BEGIN Selected excerpt

One survivor described being torn from her whakapapa while in care: “I was taken inside and they saw my taonga ... it was four generations old ... from nowhere these four men came forward and they held me to the ground and they injected me. When I woke up I woke up in a bed and … they had cut my taonga off.” She could not stop crying for the taonga “because it was my family ... they’d not only took my Mum but they ripped my tīpuna away”.
Another survivor told us of his abuser saying: “no one’s going to believe you if you say anything because you’re just a Māori and no one wants you”. Through these experiences: “I questioned my manhood. I felt like my mana had been taken.”
Some Māori survivors told us that being taken into care, and experiencing abuse and racism while in care, had disconnected or further disconnected them from their whānau, whakapapa and culture, resulting in a sense of isolation, deep loss of identity and a sense that they did not fit in either the Māori or Pākehā worlds.
For many Māori survivors, connecting or reconnecting back to their culture, language and whakapapa has been an important part of their healing from the abuse they experienced. Others have had difficulty reconnecting after being in care for so long, or feared that they would not be accepted. Some were hostile or fearful towards te ao Māori due to the racism they had experienced in care, or in some cases because their abusers were Māori.

END Selected excerpt
BEGIN Provided material

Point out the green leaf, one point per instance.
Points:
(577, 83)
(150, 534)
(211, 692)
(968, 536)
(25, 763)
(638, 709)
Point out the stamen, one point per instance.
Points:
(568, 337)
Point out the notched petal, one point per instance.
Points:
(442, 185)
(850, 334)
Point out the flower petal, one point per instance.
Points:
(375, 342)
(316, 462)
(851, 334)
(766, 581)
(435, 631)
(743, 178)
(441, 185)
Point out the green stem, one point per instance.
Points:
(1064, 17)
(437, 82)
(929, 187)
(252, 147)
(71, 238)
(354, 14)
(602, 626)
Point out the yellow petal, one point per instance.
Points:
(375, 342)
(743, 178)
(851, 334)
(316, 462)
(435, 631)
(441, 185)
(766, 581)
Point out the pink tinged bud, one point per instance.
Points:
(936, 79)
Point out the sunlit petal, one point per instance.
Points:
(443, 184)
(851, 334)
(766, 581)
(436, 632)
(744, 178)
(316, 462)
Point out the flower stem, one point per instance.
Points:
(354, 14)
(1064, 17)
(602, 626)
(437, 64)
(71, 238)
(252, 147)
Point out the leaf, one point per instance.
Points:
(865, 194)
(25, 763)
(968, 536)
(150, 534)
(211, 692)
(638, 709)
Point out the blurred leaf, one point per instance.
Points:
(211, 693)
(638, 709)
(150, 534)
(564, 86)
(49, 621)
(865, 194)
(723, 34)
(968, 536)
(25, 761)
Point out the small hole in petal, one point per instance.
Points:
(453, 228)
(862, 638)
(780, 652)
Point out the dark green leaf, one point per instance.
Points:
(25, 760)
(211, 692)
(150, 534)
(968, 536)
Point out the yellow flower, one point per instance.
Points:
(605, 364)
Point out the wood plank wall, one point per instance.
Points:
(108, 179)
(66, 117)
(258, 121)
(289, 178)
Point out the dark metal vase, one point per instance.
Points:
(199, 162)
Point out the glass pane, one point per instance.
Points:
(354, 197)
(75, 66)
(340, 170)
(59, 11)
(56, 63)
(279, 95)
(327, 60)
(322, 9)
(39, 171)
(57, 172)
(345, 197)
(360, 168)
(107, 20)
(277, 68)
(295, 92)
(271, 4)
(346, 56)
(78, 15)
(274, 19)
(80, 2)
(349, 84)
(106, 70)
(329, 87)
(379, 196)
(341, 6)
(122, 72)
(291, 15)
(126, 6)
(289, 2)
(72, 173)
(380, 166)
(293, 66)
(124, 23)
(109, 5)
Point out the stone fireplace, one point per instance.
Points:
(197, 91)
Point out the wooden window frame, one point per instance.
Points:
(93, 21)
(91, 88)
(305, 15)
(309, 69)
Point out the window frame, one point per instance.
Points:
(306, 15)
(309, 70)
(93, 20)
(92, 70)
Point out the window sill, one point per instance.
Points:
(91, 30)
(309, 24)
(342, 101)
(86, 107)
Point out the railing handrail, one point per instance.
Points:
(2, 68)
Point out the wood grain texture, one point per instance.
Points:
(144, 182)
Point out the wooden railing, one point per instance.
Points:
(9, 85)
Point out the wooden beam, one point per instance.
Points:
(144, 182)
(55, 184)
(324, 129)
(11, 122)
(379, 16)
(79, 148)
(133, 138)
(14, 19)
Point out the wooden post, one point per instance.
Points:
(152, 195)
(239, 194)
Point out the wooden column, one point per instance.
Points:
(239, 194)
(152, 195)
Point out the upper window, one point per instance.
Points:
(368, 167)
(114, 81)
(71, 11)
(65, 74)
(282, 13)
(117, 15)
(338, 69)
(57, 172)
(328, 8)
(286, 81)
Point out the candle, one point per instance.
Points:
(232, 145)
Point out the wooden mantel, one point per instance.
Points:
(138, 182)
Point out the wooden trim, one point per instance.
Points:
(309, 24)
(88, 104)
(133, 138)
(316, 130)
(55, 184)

END Provided material
BEGIN Provided material

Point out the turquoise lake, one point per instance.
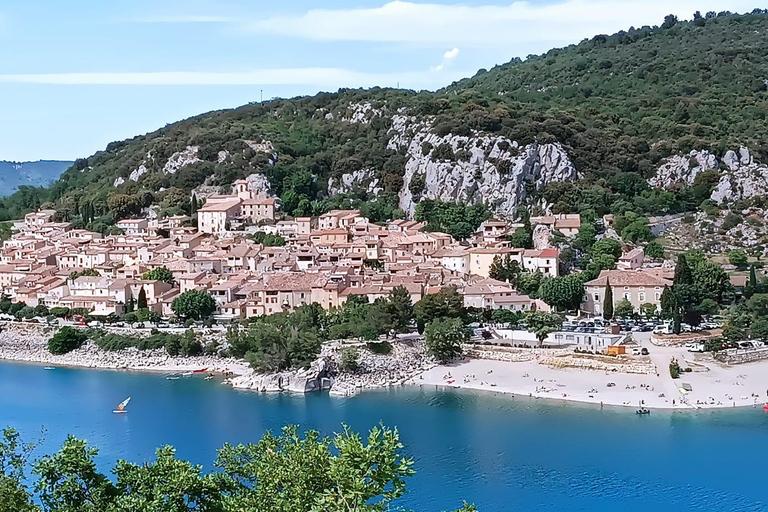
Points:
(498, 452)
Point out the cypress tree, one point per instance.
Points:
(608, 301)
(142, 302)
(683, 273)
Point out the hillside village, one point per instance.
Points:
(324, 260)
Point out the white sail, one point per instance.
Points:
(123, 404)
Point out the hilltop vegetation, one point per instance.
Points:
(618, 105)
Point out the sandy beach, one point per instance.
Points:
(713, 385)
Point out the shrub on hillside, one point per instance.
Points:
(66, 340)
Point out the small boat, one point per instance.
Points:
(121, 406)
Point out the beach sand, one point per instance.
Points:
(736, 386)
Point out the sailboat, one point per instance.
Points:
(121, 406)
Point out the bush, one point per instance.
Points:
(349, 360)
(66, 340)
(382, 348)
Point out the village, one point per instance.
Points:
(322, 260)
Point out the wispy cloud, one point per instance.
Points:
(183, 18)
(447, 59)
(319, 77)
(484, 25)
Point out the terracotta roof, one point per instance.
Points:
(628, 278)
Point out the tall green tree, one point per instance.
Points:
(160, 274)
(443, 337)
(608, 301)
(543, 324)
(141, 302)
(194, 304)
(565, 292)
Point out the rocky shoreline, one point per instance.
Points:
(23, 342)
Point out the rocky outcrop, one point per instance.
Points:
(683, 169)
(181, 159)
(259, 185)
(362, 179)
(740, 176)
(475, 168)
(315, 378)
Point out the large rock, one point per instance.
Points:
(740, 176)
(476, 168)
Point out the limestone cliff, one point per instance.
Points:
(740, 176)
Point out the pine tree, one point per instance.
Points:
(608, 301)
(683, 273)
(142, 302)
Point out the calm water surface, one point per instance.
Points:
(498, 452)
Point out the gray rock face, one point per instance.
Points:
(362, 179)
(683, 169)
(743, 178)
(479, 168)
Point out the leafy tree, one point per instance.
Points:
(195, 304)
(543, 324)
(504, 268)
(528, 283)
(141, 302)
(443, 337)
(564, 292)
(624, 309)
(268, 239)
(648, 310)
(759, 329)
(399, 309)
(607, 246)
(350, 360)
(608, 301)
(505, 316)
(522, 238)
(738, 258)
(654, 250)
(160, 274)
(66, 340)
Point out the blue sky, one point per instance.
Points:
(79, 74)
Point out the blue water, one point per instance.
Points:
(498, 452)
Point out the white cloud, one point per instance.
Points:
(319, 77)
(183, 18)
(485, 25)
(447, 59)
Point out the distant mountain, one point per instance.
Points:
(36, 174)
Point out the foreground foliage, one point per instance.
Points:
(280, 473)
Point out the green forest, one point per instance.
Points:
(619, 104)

END Provided material

> [Questions on the material]
- a) Answer these questions about the excerpt on Māori survivors in care:
(i) How old was the taonga the first survivor describes?
(ii) According to the second survivor, what did his abuser say no one would do if he said anything?
(iii) Besides racism experienced in care, what other reason does the excerpt give for some survivors being hostile or fearful towards te ao Māori?
- b) From the excerpt on Māori survivors in care, copy word for word the part that opens with the words containing "Some Māori survivors" and closes with "or Pākehā worlds.".

> [Written responses]
- a)
(i) Four generations old.
(ii) Believe him.
(iii) In some cases, their abusers were Māori.

- b)
Some Māori survivors told us that being taken into care, and experiencing abuse and racism while in care, had disconnected or further disconnected them from their whānau, whakapapa and culture, resulting in a sense of isolation, deep loss of identity and a sense that they did not fit in either the Māori or Pākehā worlds.